» **Text segment**:

+++++

7. Lastly. We're a fatter nation than we were 10 years ago. The opulence and indulgence of the west is clearly visible in our body shapes. That is all. 

50. 

On social manipulation and epidemics. Men are more easily seduced by an authoritative father figure (Driscoll, Peterson... Hitler), women by social groups and social epidemics (self harm, bulimia, transgender).
 
51.

Reading about the inhumanity and horrors of lynchings in America I find a familiar channel of thought quickly forming: how can there possibly be a god in heaven who cares and acts on the earth if he permits such atrocities to take place? 

What I find interesting about this train of thought is that it is in response to MAN's inhumanity to man that I tend to quickly doubt and dismiss God's loving care and existence. Why, I wonder, is my first thought not to doubt the goodness of man? 

Tonight I read about white Americans flocking to the ritual humiliation and massacre of thousands of black Americans for decades. I read of white children being encouraged to mutilate body parts, burn with fire and keep body parts as 'souvenirs' of the lynchings. But I didn't first think 'how can I believe in the goodness of humanity?' I didn't wonder 'Is man a moral monster?' Why not?

I can only answer: experience 

I have experienced loving kindness at the hands of other people, and I believe myself to be a not wholly evil person (though I confess I see dark instincts in me as well).

And so the Christian, whose heart has experienced the saving goodness and mercy and favour and beauty of God in Christ, stacks this piece of evidence against God's apparent indifference and wilful disdain toward the human cause. And for all my excursions down atheism's lane, I always come upon at one time or another - God in Christ and I'm turned around. 

But the question still sits as an important parallel: are human beings evil?

And instantly I wonder at this strange impulse in me to call anything 'evil' in the first place, and again the excursion and again the u-turn. Evil exists, and we are capable of it; we've even been known to revel in it, mechanise it, institutionalise it.

+++++

» **Entries supplied**:
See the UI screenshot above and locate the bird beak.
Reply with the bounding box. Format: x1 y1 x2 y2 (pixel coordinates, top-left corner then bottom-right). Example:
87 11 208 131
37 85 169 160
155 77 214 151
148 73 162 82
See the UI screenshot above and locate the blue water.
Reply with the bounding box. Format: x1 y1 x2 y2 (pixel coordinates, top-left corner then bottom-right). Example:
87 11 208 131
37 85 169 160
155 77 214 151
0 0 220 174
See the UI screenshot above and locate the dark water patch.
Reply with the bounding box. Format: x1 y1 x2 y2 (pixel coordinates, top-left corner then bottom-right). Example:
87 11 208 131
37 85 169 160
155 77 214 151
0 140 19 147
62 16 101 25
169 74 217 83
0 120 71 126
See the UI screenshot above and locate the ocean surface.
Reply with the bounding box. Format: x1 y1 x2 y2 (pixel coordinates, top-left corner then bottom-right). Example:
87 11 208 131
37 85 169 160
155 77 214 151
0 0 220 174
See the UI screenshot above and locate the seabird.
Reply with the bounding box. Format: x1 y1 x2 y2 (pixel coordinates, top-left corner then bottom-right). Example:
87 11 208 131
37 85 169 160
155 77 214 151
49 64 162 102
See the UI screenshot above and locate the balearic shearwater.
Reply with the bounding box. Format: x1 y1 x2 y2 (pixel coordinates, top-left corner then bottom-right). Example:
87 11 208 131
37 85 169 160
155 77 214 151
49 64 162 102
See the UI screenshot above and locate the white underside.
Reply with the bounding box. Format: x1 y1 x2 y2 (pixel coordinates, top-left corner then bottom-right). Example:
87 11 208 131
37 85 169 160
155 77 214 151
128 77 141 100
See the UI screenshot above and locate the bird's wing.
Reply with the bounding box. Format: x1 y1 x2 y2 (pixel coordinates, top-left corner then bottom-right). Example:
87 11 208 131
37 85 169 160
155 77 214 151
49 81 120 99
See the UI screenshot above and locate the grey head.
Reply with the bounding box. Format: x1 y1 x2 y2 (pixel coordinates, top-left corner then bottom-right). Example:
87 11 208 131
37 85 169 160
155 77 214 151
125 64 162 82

+++++

Copy the passage of the reflections above from "7. Lastly. We're" up to and including "to take place?", word for word.

7. Lastly. We're a fatter nation than we were 10 years ago. The opulence and indulgence of the west is clearly visible in our body shapes. That is all. 

50. 

On social manipulation and epidemics. Men are more easily seduced by an authoritative father figure (Driscoll, Peterson... Hitler), women by social groups and social epidemics (self harm, bulimia, transgender).
 
51.

Reading about the inhumanity and horrors of lynchings in America I find a familiar channel of thought quickly forming: how can there possibly be a god in heaven who cares and acts on the earth if he permits such atrocities to take place?